* _Stated problem_:
Update the data from the line with "[trace] ceiling fan blade" through the end, replacing "formatted like" with "formatted as" and leaving everything else unchanged. Give back only those lines.
---------- Task material
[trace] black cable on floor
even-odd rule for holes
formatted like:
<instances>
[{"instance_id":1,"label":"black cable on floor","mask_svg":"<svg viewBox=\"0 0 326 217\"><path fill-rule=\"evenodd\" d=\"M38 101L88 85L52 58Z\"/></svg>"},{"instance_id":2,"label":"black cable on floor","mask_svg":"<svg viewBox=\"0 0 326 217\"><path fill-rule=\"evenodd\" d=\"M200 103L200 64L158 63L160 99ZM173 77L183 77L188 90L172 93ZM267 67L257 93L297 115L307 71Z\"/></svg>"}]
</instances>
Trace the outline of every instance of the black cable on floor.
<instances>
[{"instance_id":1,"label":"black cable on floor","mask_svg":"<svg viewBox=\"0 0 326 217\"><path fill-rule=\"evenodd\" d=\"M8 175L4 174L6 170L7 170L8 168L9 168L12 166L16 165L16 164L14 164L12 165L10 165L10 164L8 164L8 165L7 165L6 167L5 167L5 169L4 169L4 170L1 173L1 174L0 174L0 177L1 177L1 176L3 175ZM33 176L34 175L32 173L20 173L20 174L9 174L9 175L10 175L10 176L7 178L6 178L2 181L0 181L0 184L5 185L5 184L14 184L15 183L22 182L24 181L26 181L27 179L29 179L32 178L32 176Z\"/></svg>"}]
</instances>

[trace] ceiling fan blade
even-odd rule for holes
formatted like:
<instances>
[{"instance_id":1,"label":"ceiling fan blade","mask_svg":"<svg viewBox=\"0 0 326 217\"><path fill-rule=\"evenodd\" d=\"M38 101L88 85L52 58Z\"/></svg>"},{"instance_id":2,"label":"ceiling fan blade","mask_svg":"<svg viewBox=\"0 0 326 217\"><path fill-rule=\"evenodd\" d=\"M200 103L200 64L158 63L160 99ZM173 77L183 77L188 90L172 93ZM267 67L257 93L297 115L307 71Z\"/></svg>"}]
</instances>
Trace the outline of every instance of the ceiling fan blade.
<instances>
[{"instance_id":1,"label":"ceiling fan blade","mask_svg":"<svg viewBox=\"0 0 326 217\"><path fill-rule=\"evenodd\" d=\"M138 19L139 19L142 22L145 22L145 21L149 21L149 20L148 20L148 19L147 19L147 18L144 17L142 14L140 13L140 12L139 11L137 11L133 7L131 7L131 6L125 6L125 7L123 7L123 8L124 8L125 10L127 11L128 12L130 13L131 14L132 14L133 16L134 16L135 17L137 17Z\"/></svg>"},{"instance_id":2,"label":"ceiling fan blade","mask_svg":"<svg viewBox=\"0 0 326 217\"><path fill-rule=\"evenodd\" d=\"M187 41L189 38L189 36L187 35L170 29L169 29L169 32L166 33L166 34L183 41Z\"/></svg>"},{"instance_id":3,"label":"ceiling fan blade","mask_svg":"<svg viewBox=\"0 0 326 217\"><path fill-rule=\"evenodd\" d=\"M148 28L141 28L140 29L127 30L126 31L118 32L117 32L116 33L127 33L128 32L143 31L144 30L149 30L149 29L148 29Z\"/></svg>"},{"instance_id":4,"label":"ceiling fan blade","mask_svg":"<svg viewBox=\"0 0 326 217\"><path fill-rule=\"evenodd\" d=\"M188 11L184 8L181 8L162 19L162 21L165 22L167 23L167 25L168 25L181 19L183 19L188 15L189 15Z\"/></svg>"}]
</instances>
--------------------
* _Solved problem_:
[trace] ceiling fan blade
even-odd rule for holes
formatted as:
<instances>
[{"instance_id":1,"label":"ceiling fan blade","mask_svg":"<svg viewBox=\"0 0 326 217\"><path fill-rule=\"evenodd\" d=\"M38 101L88 85L52 58Z\"/></svg>"},{"instance_id":2,"label":"ceiling fan blade","mask_svg":"<svg viewBox=\"0 0 326 217\"><path fill-rule=\"evenodd\" d=\"M200 103L200 64L158 63L160 99ZM173 77L183 77L188 90L172 93ZM267 67L257 93L297 115L307 71Z\"/></svg>"}]
</instances>
Trace the outline of every instance of the ceiling fan blade.
<instances>
[{"instance_id":1,"label":"ceiling fan blade","mask_svg":"<svg viewBox=\"0 0 326 217\"><path fill-rule=\"evenodd\" d=\"M138 19L139 19L142 22L145 22L145 21L149 21L149 20L148 20L148 19L147 19L147 18L144 17L142 14L140 13L140 12L139 11L137 11L133 7L131 7L131 6L125 6L125 7L123 7L123 8L124 8L125 10L127 11L128 12L130 13L131 14L132 14L133 16L134 16L135 17L137 17Z\"/></svg>"},{"instance_id":2,"label":"ceiling fan blade","mask_svg":"<svg viewBox=\"0 0 326 217\"><path fill-rule=\"evenodd\" d=\"M187 41L189 38L189 36L187 35L170 29L169 29L169 32L166 33L166 34L183 41Z\"/></svg>"},{"instance_id":3,"label":"ceiling fan blade","mask_svg":"<svg viewBox=\"0 0 326 217\"><path fill-rule=\"evenodd\" d=\"M148 28L141 28L140 29L127 30L126 31L118 32L117 32L116 33L127 33L128 32L143 31L144 30L149 30L149 29L148 29Z\"/></svg>"},{"instance_id":4,"label":"ceiling fan blade","mask_svg":"<svg viewBox=\"0 0 326 217\"><path fill-rule=\"evenodd\" d=\"M188 11L184 8L181 8L162 19L162 21L165 22L167 23L167 25L168 25L181 19L183 19L188 15L189 15Z\"/></svg>"}]
</instances>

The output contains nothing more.